▶ Work request
Please write out, word for word, the part of the back-to-the-land text that begins with the words containing "Makenna Goodman talks" and ends with "is more complex.".

▶ Exercise text
■ ■ ■ ■ ■

In times of trouble, going 'back to the land'

Makenna Goodman talks with Anne and Steve about her land. Steve Paulson (TTBOOK)

The “COVID land rush” is what they were calling it last summer in Vermont. Everyone we knew was talking about it. Houses, farms, even empty plots of land were selling sight unseen, the same day they were listed – for cash. And not to locals – most of the buyers were from big cities. To Vermonters, it looked like a sizable chunk of metropolitan New York and Boston had a sudden urge to head “back to the land.”

Homesteading has always captured people’s imagination, especially during times of crisis. When the world as we’ve known it starts to fall apart, living self-sufficiently on a bit of land you can call your own starts to look pretty good. Of course, the reality is more complex.

■ ■ ■ ■ ■

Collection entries
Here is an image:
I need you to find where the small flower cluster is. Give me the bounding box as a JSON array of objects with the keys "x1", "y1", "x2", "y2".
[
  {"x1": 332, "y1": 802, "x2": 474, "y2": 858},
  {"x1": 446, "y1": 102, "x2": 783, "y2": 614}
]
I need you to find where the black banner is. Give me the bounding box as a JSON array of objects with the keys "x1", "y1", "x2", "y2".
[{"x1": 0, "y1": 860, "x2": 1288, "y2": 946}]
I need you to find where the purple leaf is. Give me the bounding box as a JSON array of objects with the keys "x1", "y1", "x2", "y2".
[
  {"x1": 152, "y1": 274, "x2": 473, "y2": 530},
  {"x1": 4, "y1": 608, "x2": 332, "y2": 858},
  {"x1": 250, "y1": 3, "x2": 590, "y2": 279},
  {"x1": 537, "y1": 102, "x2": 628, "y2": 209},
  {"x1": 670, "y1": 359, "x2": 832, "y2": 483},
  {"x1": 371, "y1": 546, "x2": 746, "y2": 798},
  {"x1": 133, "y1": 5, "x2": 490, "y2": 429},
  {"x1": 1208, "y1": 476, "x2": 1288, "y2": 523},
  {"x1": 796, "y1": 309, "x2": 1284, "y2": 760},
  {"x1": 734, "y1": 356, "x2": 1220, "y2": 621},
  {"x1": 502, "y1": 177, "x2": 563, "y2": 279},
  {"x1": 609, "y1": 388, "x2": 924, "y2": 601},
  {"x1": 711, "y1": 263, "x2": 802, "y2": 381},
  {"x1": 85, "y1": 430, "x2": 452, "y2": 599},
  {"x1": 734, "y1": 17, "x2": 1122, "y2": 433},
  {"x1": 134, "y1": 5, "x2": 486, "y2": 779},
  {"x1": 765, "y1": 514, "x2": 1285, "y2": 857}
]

■ ■ ■ ■ ■

▶ Response area
Makenna Goodman talks with Anne and Steve about her land. Steve Paulson (TTBOOK)

The “COVID land rush” is what they were calling it last summer in Vermont. Everyone we knew was talking about it. Houses, farms, even empty plots of land were selling sight unseen, the same day they were listed – for cash. And not to locals – most of the buyers were from big cities. To Vermonters, it looked like a sizable chunk of metropolitan New York and Boston had a sudden urge to head “back to the land.”

Homesteading has always captured people’s imagination, especially during times of crisis. When the world as we’ve known it starts to fall apart, living self-sufficiently on a bit of land you can call your own starts to look pretty good. Of course, the reality is more complex.